— begin Records provided —

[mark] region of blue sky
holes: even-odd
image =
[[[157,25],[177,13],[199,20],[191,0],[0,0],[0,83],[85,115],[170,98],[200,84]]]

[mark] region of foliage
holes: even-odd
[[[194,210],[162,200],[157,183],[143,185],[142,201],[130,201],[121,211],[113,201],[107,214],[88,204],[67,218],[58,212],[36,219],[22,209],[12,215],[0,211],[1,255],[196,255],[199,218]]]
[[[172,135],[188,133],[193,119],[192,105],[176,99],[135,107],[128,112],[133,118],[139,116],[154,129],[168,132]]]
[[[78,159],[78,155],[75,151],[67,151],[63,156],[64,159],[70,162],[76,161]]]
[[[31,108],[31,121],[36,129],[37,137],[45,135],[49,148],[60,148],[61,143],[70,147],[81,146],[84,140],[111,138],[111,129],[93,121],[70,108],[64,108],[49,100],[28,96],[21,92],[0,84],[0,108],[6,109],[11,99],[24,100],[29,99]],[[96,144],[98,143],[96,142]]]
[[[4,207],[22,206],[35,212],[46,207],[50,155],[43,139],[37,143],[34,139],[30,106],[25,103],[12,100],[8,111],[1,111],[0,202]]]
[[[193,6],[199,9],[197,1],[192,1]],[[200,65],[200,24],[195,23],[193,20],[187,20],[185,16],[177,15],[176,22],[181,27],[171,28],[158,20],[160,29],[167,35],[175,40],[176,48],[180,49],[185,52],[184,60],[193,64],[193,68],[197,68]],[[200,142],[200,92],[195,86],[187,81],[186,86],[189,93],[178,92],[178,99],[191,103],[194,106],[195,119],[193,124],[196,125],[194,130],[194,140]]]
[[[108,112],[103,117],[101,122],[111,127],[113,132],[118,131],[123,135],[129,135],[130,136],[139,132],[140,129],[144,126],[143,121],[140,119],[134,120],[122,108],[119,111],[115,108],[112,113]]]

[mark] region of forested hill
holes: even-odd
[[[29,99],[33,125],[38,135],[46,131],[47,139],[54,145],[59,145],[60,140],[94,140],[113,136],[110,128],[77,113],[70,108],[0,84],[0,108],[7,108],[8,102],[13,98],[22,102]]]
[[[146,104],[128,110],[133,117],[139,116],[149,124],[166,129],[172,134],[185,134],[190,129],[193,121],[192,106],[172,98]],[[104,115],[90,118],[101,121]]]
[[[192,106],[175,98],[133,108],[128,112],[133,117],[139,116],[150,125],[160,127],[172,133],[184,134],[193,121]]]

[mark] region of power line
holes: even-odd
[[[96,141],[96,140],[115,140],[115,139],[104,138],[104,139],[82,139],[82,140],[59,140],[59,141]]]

— end Records provided —

**Do this:**
Rewrite all the rows above, changing "even-odd" to "nonzero" wherever it occurs and leaving everything else as it is.

**The solution:**
[mark] region of blue sky
holes: nonzero
image =
[[[157,25],[177,13],[199,20],[191,0],[0,0],[0,83],[85,115],[170,98],[200,84]]]

[mark] region of foliage
holes: nonzero
[[[194,210],[162,200],[157,183],[143,185],[142,201],[130,201],[121,211],[113,201],[107,214],[88,204],[67,218],[58,212],[36,219],[22,209],[12,215],[0,211],[1,255],[196,255],[199,218]]]
[[[172,135],[188,133],[193,119],[192,105],[176,99],[135,107],[128,112],[133,118],[139,116],[154,129],[168,132]]]
[[[78,159],[78,155],[75,151],[67,151],[63,156],[64,159],[70,162],[76,161]]]
[[[31,108],[31,121],[36,129],[37,137],[45,135],[49,148],[60,148],[61,143],[70,147],[81,146],[84,140],[111,138],[111,129],[93,121],[70,108],[64,108],[49,100],[28,96],[21,92],[0,84],[0,108],[6,109],[11,99],[24,100],[29,99]],[[96,144],[98,143],[96,142]]]
[[[4,207],[22,206],[35,212],[46,207],[50,155],[43,139],[37,143],[34,139],[30,106],[25,103],[12,100],[8,111],[1,111],[0,202]]]
[[[193,6],[199,9],[197,1],[192,1]],[[200,65],[200,24],[195,23],[193,20],[187,20],[185,16],[177,15],[176,22],[181,27],[171,28],[158,20],[160,29],[167,35],[175,40],[176,48],[180,49],[185,52],[184,60],[193,64],[193,68],[197,68]],[[200,142],[200,92],[195,86],[187,81],[186,86],[189,93],[178,92],[178,99],[191,103],[194,106],[195,119],[193,124],[196,125],[194,130],[194,140]]]
[[[108,112],[103,117],[101,122],[111,127],[113,132],[118,131],[123,135],[129,135],[130,136],[139,132],[140,129],[144,126],[143,121],[140,119],[134,120],[122,108],[119,111],[115,108],[112,113]]]

[mark] region of forested hill
holes: nonzero
[[[29,99],[33,125],[38,135],[46,131],[47,139],[54,145],[59,145],[60,140],[94,140],[113,136],[110,128],[77,113],[70,108],[0,84],[0,108],[7,108],[8,102],[13,98],[22,102]]]
[[[146,104],[128,110],[133,117],[139,116],[149,124],[166,129],[172,134],[185,134],[190,129],[193,121],[192,106],[172,98]],[[104,115],[90,118],[101,121]]]
[[[192,106],[175,98],[133,108],[128,112],[133,117],[139,116],[150,125],[160,127],[172,133],[184,134],[193,121]]]

[mark] region of power line
holes: nonzero
[[[96,141],[96,140],[115,140],[115,139],[104,138],[104,139],[82,139],[82,140],[59,140],[59,141]]]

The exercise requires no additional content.